Segmentation mask data:
◇ ◇ ◇ ◇ ◇ ◇ ◇

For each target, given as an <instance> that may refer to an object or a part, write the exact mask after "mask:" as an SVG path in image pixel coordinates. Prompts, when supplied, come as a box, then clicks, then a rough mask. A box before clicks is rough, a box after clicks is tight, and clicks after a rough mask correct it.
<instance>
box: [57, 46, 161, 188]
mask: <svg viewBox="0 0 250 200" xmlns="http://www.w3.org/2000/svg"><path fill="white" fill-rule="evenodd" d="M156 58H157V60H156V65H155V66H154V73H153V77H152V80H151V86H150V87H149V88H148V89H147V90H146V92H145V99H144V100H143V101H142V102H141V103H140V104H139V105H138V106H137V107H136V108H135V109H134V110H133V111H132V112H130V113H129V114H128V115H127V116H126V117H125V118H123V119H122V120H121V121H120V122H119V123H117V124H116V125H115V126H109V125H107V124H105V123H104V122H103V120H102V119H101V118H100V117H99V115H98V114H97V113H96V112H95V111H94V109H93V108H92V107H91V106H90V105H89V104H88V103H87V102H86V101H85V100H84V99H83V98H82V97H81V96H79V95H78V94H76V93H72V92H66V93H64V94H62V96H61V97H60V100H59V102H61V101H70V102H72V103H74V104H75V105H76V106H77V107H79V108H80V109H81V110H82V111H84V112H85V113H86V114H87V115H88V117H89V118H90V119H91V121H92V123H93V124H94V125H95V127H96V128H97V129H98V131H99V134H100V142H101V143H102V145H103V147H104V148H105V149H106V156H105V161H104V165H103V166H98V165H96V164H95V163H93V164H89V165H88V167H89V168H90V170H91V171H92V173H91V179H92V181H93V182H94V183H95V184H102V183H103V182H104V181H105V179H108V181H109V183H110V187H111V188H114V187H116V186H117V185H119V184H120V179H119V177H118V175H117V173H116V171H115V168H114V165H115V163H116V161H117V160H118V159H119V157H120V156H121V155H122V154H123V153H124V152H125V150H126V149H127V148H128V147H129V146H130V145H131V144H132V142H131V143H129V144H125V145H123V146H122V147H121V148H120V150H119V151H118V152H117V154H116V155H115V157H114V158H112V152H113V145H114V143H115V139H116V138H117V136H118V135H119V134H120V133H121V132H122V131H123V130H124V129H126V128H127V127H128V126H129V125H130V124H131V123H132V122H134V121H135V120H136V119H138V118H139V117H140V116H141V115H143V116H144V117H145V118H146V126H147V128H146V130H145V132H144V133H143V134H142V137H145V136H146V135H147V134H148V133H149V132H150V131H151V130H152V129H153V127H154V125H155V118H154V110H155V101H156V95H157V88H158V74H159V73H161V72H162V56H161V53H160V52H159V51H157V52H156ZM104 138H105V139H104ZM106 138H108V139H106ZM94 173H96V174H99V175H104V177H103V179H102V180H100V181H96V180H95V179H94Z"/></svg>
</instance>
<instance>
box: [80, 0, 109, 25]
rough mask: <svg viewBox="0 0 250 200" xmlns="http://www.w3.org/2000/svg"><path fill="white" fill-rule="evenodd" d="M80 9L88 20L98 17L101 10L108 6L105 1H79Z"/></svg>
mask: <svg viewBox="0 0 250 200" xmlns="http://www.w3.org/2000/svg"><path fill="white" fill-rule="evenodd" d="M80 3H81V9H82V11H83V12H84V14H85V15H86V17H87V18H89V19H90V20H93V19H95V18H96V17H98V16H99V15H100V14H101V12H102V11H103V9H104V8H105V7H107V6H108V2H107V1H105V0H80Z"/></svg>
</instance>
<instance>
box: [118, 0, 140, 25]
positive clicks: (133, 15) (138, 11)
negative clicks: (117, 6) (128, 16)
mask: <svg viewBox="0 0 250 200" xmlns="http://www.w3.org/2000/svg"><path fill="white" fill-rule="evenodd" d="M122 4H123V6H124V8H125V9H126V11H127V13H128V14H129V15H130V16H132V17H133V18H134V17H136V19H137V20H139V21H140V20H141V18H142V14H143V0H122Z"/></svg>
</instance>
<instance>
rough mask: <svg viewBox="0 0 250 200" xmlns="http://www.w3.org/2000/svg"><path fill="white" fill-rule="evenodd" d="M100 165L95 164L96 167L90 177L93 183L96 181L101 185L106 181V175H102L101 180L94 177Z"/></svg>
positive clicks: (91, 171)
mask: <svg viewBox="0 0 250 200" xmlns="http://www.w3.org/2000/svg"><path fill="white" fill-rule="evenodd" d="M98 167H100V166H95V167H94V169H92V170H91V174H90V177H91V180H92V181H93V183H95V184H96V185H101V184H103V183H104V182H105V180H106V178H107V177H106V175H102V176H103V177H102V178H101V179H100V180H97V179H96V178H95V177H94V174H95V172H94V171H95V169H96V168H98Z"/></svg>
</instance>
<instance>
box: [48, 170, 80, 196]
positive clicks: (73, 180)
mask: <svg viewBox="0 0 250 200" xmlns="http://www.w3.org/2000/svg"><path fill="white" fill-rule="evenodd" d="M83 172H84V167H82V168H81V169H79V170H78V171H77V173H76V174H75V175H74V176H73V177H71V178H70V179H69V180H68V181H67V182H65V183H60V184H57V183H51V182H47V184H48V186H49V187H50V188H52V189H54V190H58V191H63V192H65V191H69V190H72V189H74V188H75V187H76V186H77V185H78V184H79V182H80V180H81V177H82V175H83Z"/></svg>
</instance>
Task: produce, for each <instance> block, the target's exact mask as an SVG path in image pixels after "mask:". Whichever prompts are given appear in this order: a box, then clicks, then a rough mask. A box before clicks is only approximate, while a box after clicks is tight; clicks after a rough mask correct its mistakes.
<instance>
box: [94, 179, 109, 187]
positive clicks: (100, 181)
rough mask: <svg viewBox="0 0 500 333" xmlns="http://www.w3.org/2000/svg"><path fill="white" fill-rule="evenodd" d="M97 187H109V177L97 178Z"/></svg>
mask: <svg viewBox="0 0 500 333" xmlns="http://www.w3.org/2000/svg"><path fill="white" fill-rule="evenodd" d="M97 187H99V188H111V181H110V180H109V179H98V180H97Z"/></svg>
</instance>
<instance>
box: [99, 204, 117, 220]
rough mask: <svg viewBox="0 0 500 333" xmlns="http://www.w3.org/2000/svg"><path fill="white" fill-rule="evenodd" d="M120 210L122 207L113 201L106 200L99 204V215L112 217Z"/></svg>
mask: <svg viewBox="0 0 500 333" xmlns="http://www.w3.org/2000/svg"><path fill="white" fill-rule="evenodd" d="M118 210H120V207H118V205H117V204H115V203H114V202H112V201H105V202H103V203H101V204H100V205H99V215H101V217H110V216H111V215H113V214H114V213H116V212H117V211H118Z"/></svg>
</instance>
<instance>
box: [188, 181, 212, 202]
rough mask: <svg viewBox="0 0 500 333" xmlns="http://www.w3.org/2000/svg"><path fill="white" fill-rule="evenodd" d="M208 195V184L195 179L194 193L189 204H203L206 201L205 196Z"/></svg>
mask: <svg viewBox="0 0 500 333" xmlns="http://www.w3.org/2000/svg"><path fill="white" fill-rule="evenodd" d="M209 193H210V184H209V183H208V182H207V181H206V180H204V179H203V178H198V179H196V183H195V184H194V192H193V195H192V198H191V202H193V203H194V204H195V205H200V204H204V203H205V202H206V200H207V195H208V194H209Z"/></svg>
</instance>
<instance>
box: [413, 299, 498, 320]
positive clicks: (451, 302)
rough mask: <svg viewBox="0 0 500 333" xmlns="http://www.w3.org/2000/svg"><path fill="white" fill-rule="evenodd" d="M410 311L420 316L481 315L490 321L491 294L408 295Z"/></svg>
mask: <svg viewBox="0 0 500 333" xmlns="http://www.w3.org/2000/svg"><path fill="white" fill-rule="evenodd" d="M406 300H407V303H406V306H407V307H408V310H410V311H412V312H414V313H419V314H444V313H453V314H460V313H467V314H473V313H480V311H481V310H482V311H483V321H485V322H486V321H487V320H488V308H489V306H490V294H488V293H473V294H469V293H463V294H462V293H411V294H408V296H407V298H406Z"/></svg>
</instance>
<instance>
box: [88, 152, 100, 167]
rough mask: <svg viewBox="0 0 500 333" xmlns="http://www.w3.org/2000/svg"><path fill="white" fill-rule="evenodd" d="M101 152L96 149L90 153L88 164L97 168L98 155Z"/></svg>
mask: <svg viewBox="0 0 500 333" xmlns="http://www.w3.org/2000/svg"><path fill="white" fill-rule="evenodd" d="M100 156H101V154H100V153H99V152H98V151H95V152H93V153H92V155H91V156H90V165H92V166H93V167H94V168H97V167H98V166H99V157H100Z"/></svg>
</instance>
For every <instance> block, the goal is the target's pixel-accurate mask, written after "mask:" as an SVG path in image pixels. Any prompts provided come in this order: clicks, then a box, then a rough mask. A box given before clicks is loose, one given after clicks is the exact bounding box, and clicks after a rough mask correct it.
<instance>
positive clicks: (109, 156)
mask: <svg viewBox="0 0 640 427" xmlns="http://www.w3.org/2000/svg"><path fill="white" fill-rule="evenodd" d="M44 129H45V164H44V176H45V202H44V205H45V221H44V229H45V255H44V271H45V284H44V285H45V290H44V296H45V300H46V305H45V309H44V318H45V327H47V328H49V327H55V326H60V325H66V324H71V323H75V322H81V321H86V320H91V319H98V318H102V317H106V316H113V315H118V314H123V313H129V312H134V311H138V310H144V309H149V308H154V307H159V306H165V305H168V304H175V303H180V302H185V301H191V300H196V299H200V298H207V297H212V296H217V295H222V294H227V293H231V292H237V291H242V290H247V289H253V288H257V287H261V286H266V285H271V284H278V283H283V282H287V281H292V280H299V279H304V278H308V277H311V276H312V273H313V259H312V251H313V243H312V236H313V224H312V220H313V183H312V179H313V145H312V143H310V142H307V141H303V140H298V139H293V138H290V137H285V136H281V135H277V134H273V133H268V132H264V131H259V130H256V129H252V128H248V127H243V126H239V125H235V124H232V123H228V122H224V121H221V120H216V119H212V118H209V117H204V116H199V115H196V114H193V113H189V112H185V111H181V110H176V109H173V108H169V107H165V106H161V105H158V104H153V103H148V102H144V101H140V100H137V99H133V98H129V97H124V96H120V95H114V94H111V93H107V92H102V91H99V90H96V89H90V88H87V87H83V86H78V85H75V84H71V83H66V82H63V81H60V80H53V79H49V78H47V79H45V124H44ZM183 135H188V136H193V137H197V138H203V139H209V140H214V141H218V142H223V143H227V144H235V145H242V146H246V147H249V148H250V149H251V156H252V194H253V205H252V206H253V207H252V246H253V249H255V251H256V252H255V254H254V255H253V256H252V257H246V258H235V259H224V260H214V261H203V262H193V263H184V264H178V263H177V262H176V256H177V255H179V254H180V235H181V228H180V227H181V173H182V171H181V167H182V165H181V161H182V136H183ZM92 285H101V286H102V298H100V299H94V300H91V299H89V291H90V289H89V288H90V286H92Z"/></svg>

◇ ◇ ◇ ◇ ◇ ◇ ◇

▶ **What you should do**: Looking back over the data above, restate word for word the lines that begin at the line with "box: [80, 0, 109, 25]" and end at the line with "positive clicks: (133, 15) (138, 11)", inclusive.

▶ **Answer section**:
box: [80, 0, 109, 25]
rough mask: <svg viewBox="0 0 250 200" xmlns="http://www.w3.org/2000/svg"><path fill="white" fill-rule="evenodd" d="M80 9L88 20L98 17L101 10L108 6L105 1H79Z"/></svg>
mask: <svg viewBox="0 0 250 200" xmlns="http://www.w3.org/2000/svg"><path fill="white" fill-rule="evenodd" d="M80 3H81V9H82V11H83V12H84V14H85V15H86V17H87V18H89V19H90V20H93V19H95V18H96V17H98V16H99V15H100V14H101V12H102V11H103V9H104V8H105V7H107V6H108V2H107V1H105V0H80Z"/></svg>
</instance>
<instance>
box: [118, 0, 140, 25]
positive clicks: (133, 15) (138, 11)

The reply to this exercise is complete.